Give back every entry, exactly as written.

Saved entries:
+ + + + + + +

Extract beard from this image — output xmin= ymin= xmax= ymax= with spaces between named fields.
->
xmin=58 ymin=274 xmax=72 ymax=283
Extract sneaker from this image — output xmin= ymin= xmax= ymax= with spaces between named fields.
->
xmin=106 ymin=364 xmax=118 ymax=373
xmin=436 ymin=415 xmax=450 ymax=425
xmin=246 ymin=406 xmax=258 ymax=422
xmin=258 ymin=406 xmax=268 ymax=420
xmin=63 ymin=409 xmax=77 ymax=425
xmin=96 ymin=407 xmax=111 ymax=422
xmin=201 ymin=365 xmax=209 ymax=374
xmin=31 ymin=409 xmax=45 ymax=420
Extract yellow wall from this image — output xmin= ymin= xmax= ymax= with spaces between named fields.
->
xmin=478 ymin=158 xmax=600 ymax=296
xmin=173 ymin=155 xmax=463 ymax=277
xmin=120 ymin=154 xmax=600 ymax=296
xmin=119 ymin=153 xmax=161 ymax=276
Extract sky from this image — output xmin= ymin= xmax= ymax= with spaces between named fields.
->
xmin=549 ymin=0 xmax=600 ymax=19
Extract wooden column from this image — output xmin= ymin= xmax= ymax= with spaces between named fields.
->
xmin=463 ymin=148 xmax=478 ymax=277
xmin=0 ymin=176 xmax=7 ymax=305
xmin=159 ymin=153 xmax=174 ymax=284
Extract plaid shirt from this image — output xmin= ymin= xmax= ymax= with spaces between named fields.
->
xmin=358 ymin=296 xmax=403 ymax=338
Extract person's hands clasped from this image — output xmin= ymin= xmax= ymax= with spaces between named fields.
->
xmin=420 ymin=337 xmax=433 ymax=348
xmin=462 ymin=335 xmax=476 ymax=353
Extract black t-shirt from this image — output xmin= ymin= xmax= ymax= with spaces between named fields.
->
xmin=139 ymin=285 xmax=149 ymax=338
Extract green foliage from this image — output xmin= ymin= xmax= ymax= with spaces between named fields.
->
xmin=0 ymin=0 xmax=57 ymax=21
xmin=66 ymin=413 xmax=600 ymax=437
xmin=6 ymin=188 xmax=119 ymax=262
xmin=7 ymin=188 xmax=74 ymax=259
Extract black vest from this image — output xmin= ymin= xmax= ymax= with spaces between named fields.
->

+ + + + + + +

ANSWER |
Extract beard from this image — output xmin= ymin= xmax= ymax= with spaces between named fields.
->
xmin=58 ymin=274 xmax=72 ymax=283
Extract sneaker from this image — output xmin= ymin= xmax= ymax= with spaces between named fields.
->
xmin=106 ymin=364 xmax=118 ymax=373
xmin=436 ymin=415 xmax=450 ymax=425
xmin=246 ymin=406 xmax=258 ymax=422
xmin=258 ymin=406 xmax=268 ymax=420
xmin=63 ymin=409 xmax=77 ymax=425
xmin=96 ymin=407 xmax=111 ymax=422
xmin=201 ymin=365 xmax=209 ymax=374
xmin=31 ymin=409 xmax=45 ymax=420
Extract yellow wall from this image — output xmin= ymin= xmax= ymax= with spaces between named fields.
->
xmin=478 ymin=158 xmax=600 ymax=296
xmin=173 ymin=155 xmax=463 ymax=277
xmin=120 ymin=154 xmax=600 ymax=296
xmin=119 ymin=153 xmax=161 ymax=276
Extract sky from this image — output xmin= ymin= xmax= ymax= with spaces between named fields.
->
xmin=549 ymin=0 xmax=600 ymax=19
Extract wooden column from this image — output xmin= ymin= xmax= ymax= with spaces between named fields.
->
xmin=463 ymin=148 xmax=478 ymax=277
xmin=0 ymin=176 xmax=7 ymax=305
xmin=159 ymin=153 xmax=174 ymax=284
Extract plaid shirt from this image — output xmin= ymin= xmax= ymax= with spaces between named fields.
->
xmin=358 ymin=296 xmax=403 ymax=338
Extract person's hands clasped from this image — output xmin= ymin= xmax= ymax= with spaces between named fields.
->
xmin=420 ymin=337 xmax=433 ymax=348
xmin=462 ymin=335 xmax=476 ymax=353
Extract black t-shirt from this image — output xmin= ymin= xmax= ymax= with spaces between named fields.
->
xmin=139 ymin=285 xmax=149 ymax=338
Extract green foliage from this image — output xmin= ymin= xmax= ymax= with spaces between named fields.
->
xmin=0 ymin=0 xmax=57 ymax=21
xmin=66 ymin=413 xmax=600 ymax=437
xmin=6 ymin=188 xmax=119 ymax=262
xmin=7 ymin=188 xmax=74 ymax=259
Extract black vest from this image — output xmin= ymin= xmax= ymax= with spaces between named fields.
->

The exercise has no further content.